* [Excerpt]
-------

On-demand technologies, the numbers don't add up
According to Capgemini, the adoption of public clouds, Saas applications and Ai is coupled with poor cost visibility and governance holes
Key points
Increasing the ability to innovate, improving operational agility and strengthening competitiveness: a dogma for millions of companies engaged in the digital transformation process and which see public cloud services, Software as a Service (SaaS) applications and generative artificial intelligence tools as the technologies of choice to achieve this goal. But while the advantages of adopting these solutions are objective, a recent study by Capgemini Research Institute ('The On-Demand tech paradox: balancing speed and spend') also reveals their dark side, made up of poor cost visibility, management complexity, underutilised resources and governance holes. All factors that, combined with a mentality still tied to the logic of the past, risk compromising the scope of these advantages.

-------

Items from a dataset

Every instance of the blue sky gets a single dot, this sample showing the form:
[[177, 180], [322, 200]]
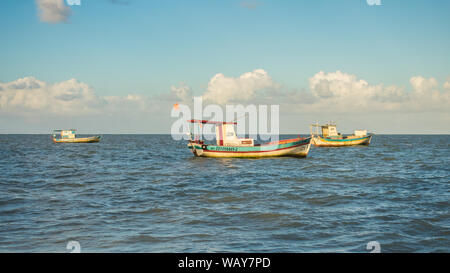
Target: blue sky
[[145, 47]]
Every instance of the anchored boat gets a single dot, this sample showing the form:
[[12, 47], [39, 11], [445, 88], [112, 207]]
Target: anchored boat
[[229, 145], [69, 136], [331, 138]]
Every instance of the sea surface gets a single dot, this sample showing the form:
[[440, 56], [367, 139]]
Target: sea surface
[[147, 193]]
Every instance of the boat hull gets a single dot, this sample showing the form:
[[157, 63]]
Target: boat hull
[[327, 142], [78, 140], [294, 148]]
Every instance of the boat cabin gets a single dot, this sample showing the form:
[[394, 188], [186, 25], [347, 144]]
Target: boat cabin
[[64, 134], [329, 130]]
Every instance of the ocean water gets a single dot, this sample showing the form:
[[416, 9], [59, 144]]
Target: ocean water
[[147, 193]]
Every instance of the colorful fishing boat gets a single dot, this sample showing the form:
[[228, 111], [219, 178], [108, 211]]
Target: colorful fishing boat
[[69, 136], [331, 138], [229, 145]]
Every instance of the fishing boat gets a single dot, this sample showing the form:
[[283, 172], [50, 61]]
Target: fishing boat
[[69, 136], [229, 145], [331, 138]]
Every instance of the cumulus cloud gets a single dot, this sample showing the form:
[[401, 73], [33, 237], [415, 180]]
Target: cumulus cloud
[[181, 92], [53, 11], [342, 92], [27, 96], [250, 4], [30, 94], [447, 85], [222, 89]]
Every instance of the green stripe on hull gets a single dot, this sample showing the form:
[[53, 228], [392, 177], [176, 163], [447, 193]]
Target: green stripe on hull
[[261, 148], [342, 140]]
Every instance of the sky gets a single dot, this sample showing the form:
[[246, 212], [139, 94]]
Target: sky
[[118, 66]]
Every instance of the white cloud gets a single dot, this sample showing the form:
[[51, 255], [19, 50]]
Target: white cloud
[[53, 11], [28, 96], [181, 92], [447, 85], [422, 85], [222, 89]]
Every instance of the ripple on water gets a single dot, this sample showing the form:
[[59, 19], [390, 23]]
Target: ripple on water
[[147, 193]]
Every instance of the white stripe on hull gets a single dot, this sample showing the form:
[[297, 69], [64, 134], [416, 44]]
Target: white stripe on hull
[[299, 151]]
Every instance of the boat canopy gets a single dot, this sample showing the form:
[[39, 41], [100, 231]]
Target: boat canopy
[[211, 122]]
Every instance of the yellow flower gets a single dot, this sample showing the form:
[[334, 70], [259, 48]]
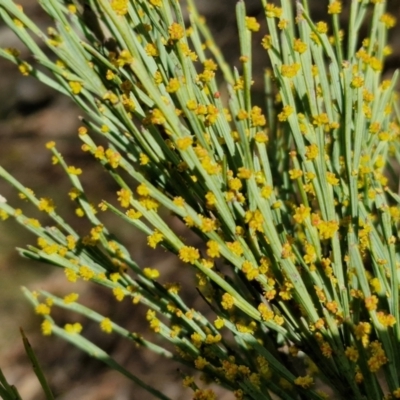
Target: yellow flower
[[151, 273], [335, 7], [299, 46], [252, 24], [120, 6], [73, 328], [176, 31], [189, 254], [71, 298], [106, 325]]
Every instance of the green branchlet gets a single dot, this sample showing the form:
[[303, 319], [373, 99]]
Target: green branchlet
[[290, 199]]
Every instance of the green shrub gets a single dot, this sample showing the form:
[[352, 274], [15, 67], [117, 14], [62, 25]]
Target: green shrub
[[291, 201]]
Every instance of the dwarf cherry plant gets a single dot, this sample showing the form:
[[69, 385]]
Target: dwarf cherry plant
[[291, 199]]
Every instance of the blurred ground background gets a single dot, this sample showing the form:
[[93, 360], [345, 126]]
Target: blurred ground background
[[30, 115]]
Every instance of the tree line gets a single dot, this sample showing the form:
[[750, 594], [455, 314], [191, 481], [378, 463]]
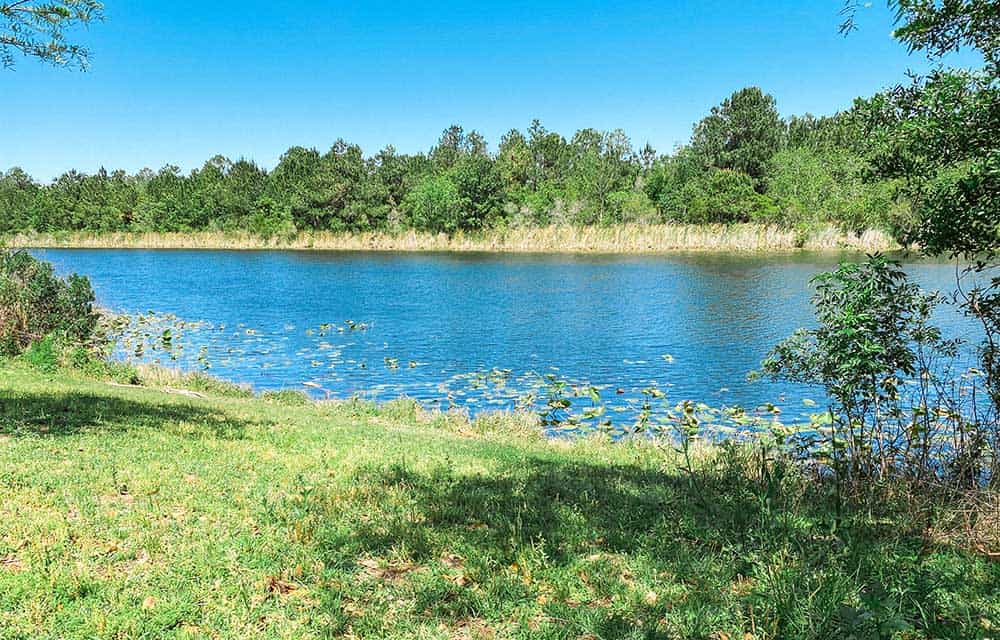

-------

* [Short task 1]
Answer these questions using the article on the costs of on-demand technologies:
(a) Which organization carried out the study the article discusses?
(b) Which three kinds of technology does the article say companies see as the technologies of choice for their goals?
(c) What is the title of the study?
* [Short task 2] Write the next paragraph of the article on the costs of on-demand technologies, picking up after its final sentence.

* [Expected answer 1]
(a) The Capgemini Research Institute.
(b) Public cloud services, Software as a Service (SaaS) applications and generative artificial intelligence tools.
(c) "The On-Demand tech paradox: balancing speed and spend."

* [Expected answer 2]
Budget overruns in the company
.Companies, reads the report that Il Sole24ore had a preview of, are progressively shifting from capital-intensive investments to more flexible and consumption-based models, fuelling a trend that has seen the weight of on-demand technologies on IT budgets grow from 29% to 41% in just twelve months. In more detail, 82% of the 1,000 or so executives of very large companies surveyed on a global scale report a significant increase in spending on these solutions, 76% of companies have exceeded their public cloud budgets (by an average of 10%) and 68% have overspent on Gen AI, paying tariffs for underutilisation of resources and lack of centralised purchasing. Finally, only 29% of companies have achieved expected cost savings from SaaS and only 38% have truly accelerated innovation with Gen AI tools.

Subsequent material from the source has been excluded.